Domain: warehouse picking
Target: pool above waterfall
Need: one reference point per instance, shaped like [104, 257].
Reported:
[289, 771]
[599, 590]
+--
◆ **DIRECTION**:
Copy every entry above word for word, line by line.

◆ **COMPLETED EXERCISE**:
Domain: warehouse picking
Target: pool above waterfall
Need: one reference point per instance, shaped like [104, 257].
Reported:
[289, 771]
[599, 590]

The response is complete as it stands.